====== ENTRIES ======

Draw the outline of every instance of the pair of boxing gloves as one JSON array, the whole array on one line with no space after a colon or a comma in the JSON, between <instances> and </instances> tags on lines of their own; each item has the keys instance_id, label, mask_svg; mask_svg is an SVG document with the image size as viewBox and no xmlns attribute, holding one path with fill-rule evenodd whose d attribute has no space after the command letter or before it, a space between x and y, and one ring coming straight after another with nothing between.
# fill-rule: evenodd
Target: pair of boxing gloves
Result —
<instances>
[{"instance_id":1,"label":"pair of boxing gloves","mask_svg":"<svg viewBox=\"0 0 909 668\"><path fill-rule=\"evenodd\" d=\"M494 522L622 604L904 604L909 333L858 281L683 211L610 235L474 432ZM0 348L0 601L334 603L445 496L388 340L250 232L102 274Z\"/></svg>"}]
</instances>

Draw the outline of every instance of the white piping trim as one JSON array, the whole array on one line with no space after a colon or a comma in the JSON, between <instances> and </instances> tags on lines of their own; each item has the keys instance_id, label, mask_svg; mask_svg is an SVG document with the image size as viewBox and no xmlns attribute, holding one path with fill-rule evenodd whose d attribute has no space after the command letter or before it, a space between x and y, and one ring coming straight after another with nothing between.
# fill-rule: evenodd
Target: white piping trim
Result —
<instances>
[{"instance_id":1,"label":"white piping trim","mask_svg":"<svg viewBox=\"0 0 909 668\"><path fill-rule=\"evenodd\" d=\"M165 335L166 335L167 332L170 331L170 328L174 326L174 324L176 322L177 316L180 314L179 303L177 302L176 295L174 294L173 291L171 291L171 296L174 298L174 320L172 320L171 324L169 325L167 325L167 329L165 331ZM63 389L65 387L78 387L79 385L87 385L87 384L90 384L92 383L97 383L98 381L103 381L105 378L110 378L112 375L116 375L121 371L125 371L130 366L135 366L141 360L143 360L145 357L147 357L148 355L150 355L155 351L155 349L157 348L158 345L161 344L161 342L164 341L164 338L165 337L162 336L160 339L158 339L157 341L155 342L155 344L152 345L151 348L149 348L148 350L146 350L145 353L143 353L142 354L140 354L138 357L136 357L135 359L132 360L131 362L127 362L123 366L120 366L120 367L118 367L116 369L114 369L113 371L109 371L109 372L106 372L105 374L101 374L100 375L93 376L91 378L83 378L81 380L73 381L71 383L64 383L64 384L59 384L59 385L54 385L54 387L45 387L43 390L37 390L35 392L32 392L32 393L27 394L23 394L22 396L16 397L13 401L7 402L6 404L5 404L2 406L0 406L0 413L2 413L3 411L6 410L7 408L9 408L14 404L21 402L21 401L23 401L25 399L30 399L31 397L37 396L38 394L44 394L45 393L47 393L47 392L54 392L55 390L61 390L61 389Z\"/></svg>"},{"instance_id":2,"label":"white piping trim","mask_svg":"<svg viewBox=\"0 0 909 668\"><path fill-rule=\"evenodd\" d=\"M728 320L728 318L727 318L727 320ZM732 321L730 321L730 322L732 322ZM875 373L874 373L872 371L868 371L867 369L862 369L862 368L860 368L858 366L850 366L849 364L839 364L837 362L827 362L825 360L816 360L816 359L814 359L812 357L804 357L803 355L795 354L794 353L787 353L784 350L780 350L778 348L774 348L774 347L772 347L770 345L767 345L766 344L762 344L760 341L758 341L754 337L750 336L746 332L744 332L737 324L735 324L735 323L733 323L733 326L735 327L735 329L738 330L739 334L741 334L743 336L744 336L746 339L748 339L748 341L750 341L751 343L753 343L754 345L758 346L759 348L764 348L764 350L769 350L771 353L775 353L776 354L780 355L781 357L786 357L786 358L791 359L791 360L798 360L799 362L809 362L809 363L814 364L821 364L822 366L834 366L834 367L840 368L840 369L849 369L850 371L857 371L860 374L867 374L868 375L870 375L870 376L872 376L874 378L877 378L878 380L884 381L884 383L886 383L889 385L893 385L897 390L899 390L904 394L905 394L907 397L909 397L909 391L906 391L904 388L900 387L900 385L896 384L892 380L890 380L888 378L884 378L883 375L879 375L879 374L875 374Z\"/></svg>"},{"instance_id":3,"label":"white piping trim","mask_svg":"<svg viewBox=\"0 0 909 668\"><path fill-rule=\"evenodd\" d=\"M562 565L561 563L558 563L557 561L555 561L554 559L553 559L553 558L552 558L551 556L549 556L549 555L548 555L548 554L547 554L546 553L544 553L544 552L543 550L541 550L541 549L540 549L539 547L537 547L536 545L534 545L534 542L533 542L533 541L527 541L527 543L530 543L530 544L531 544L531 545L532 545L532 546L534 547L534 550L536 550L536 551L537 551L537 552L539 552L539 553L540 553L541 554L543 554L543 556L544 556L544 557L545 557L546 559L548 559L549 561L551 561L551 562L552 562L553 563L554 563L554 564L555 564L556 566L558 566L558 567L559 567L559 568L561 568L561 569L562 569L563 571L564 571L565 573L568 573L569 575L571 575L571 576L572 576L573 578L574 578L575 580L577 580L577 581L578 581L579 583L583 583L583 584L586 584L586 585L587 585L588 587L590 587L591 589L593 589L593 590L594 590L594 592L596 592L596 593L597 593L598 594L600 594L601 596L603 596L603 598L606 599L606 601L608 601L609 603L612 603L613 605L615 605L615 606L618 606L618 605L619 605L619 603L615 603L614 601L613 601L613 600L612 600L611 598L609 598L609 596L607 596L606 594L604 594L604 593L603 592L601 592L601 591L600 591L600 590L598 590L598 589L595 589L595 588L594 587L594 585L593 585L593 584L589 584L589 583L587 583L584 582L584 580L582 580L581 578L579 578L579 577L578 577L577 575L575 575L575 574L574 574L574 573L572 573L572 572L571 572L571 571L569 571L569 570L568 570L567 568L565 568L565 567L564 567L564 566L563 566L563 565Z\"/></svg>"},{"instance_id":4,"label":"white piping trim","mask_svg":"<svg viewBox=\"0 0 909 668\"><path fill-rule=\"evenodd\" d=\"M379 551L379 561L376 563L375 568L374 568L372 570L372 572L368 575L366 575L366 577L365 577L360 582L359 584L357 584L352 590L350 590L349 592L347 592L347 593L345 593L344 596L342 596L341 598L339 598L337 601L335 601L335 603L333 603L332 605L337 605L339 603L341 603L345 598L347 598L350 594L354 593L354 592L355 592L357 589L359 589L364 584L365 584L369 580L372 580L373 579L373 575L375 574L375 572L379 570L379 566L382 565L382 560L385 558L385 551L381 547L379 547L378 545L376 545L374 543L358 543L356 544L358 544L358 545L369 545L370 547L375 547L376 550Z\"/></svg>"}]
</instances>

======

GIVEN TASK.
Copy the records above exactly as they appear.

EXERCISE OUTPUT.
Draw the outline of every instance of the pair of boxing gloves as one JSON array, the whole array on one line with no space after a colon or a comma in the JSON, between <instances> and </instances> tags on lines of their own; each item has the keys instance_id, label, mask_svg; mask_svg is an SVG document with the image size as viewBox and no xmlns attribute, holding one path with fill-rule evenodd whose d attribute has no space after the command letter or before it, a space between x and y, and one ring coming straight after another with nothing between.
# fill-rule: evenodd
Target: pair of boxing gloves
Result —
<instances>
[{"instance_id":1,"label":"pair of boxing gloves","mask_svg":"<svg viewBox=\"0 0 909 668\"><path fill-rule=\"evenodd\" d=\"M494 522L622 604L904 604L909 333L858 281L683 211L610 235L474 432ZM0 348L0 601L334 603L445 496L388 340L250 232L102 274Z\"/></svg>"}]
</instances>

Draw the outline of every instance of the white piping trim as one JSON array, the whole array on one line with no space after a colon or a comma in the JSON, between <instances> and </instances> tags on lines of their own; each item has the keys instance_id, label, mask_svg; mask_svg is an SVG document with the image size as viewBox and no xmlns attribute, holding one path with fill-rule evenodd whose d attribute has no space after the command letter or before it, a space between x and y, and one ring coming straight after another with nothing between.
# fill-rule: evenodd
Target: white piping trim
Result —
<instances>
[{"instance_id":1,"label":"white piping trim","mask_svg":"<svg viewBox=\"0 0 909 668\"><path fill-rule=\"evenodd\" d=\"M165 335L166 335L167 332L170 331L170 328L174 326L174 324L176 322L177 316L180 314L179 303L177 302L176 295L174 294L173 291L171 291L171 296L174 298L174 320L172 320L171 324L169 325L167 325L167 329L165 331ZM63 389L65 387L78 387L79 385L87 385L87 384L90 384L92 383L97 383L98 381L103 381L105 378L110 378L112 375L116 375L121 371L125 371L130 366L135 366L141 360L143 360L145 357L147 357L148 355L150 355L155 351L155 349L157 348L158 345L161 344L161 342L164 341L164 338L165 337L162 336L160 339L158 339L157 341L155 342L155 344L152 345L151 348L149 348L148 350L146 350L145 353L143 353L142 354L140 354L138 357L136 357L135 359L132 360L131 362L127 362L123 366L120 366L120 367L118 367L116 369L114 369L113 371L109 371L109 372L106 372L105 374L101 374L100 375L93 376L91 378L83 378L81 380L73 381L71 383L64 383L64 384L59 384L59 385L54 385L54 387L45 387L43 390L37 390L35 392L32 392L32 393L27 394L23 394L22 396L16 397L13 401L7 402L6 404L5 404L2 406L0 406L0 413L2 413L3 411L6 410L7 408L9 408L14 404L21 402L21 401L23 401L25 399L30 399L31 397L37 396L38 394L44 394L45 393L47 393L47 392L54 392L55 390L61 390L61 389Z\"/></svg>"},{"instance_id":2,"label":"white piping trim","mask_svg":"<svg viewBox=\"0 0 909 668\"><path fill-rule=\"evenodd\" d=\"M728 320L728 318L727 318L727 320ZM732 321L730 321L730 322L732 322ZM875 373L874 373L872 371L868 371L867 369L862 369L862 368L860 368L858 366L850 366L849 364L839 364L837 362L827 362L825 360L816 360L816 359L814 359L812 357L804 357L803 355L795 354L794 353L787 353L784 350L780 350L778 348L774 348L774 347L772 347L770 345L767 345L766 344L762 344L760 341L758 341L754 337L750 336L746 332L744 332L737 324L735 324L735 323L733 323L733 326L735 327L735 329L738 330L739 334L741 334L743 336L744 336L746 339L748 339L748 341L750 341L751 343L753 343L754 345L758 346L759 348L764 348L764 350L769 350L771 353L775 353L776 354L780 355L781 357L786 357L786 358L791 359L791 360L798 360L799 362L809 362L809 363L814 364L821 364L822 366L834 366L834 367L840 368L840 369L849 369L850 371L857 371L860 374L867 374L868 375L870 375L870 376L872 376L874 378L877 378L878 380L884 381L884 383L886 383L889 385L893 385L897 390L899 390L904 394L905 394L907 397L909 397L909 391L906 391L904 388L900 387L900 385L896 384L892 380L890 380L888 378L884 378L883 375L879 375L879 374L875 374Z\"/></svg>"},{"instance_id":3,"label":"white piping trim","mask_svg":"<svg viewBox=\"0 0 909 668\"><path fill-rule=\"evenodd\" d=\"M562 565L561 563L558 563L557 561L555 561L554 559L553 559L553 558L552 558L551 556L549 556L549 555L548 555L548 554L547 554L546 553L544 553L544 552L543 550L541 550L541 549L540 549L539 547L537 547L536 545L534 545L534 542L533 542L533 541L527 541L527 543L530 543L530 544L531 544L531 545L532 545L532 546L534 547L534 550L536 550L536 551L537 551L537 552L539 552L539 553L540 553L541 554L543 554L543 556L544 556L544 557L545 557L546 559L548 559L549 561L551 561L551 562L552 562L553 563L554 563L554 564L555 564L556 566L558 566L558 567L559 567L559 568L561 568L561 569L562 569L563 571L564 571L565 573L568 573L569 575L571 575L571 576L572 576L573 578L574 578L575 580L577 580L577 581L578 581L579 583L583 583L583 584L586 584L586 585L587 585L588 587L590 587L591 589L593 589L593 590L594 590L594 592L596 592L596 593L597 593L598 594L600 594L601 596L603 596L603 598L606 599L606 601L608 601L609 603L612 603L613 605L615 605L615 606L618 606L618 605L619 605L619 603L615 603L614 601L613 601L613 600L612 600L611 598L609 598L609 596L607 596L606 594L604 594L604 593L603 592L601 592L601 591L600 591L600 590L598 590L598 589L595 589L595 588L594 587L594 585L593 585L593 584L589 584L589 583L587 583L584 582L584 580L582 580L581 578L579 578L579 577L578 577L577 575L575 575L575 574L574 574L574 573L572 573L572 572L571 572L571 571L569 571L569 570L568 570L567 568L565 568L565 567L564 567L564 566L563 566L563 565Z\"/></svg>"},{"instance_id":4,"label":"white piping trim","mask_svg":"<svg viewBox=\"0 0 909 668\"><path fill-rule=\"evenodd\" d=\"M379 551L379 561L376 563L375 568L374 568L372 570L372 572L368 575L366 575L366 577L365 577L360 582L359 584L357 584L352 590L350 590L349 592L347 592L347 593L345 593L344 596L342 596L341 598L339 598L337 601L335 601L335 603L333 603L332 605L337 605L339 603L341 603L345 598L347 598L350 594L354 593L354 592L355 592L357 589L359 589L364 584L365 584L369 580L372 580L373 579L373 575L375 574L375 572L379 570L379 566L382 565L382 560L385 558L385 551L381 547L379 547L378 545L376 545L374 543L358 543L356 544L358 544L358 545L369 545L370 547L375 547L376 550Z\"/></svg>"}]
</instances>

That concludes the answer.